[BEGIN]

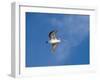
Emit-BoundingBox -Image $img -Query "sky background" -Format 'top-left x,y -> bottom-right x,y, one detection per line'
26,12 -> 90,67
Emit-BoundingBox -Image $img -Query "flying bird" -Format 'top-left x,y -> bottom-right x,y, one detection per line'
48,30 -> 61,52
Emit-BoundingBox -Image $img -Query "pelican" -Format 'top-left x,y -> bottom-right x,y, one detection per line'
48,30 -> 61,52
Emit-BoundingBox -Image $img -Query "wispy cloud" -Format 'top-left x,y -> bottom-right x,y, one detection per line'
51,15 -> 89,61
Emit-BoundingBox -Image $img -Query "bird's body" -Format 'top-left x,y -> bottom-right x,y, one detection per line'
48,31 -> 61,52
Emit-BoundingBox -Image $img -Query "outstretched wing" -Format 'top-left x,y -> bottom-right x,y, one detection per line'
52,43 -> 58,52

[END]
[BEGIN]

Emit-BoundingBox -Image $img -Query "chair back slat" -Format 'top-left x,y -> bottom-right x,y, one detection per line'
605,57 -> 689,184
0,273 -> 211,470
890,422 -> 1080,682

[END]
[BEGIN]

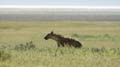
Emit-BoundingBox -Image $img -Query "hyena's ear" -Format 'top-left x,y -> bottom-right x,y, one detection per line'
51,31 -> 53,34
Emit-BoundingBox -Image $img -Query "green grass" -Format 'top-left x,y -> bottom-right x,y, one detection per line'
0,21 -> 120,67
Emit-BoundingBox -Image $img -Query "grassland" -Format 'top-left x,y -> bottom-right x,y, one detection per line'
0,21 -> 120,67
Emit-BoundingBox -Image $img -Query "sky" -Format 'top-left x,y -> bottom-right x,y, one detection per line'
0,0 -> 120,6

[END]

## WHAT THE TASK REQUIRES:
Please copy out each line of the material above that contains the string "bird", with case counting.

## RESULT:
Emit-BoundingBox -Image $img -Query "flying bird" -Format 'top-left x,y -> bottom-right x,y, one detection per line'
Emit-BoundingBox -Image $img -Query "bird's body" -Format 'top-left x,y -> bottom-right x,y, one detection per line'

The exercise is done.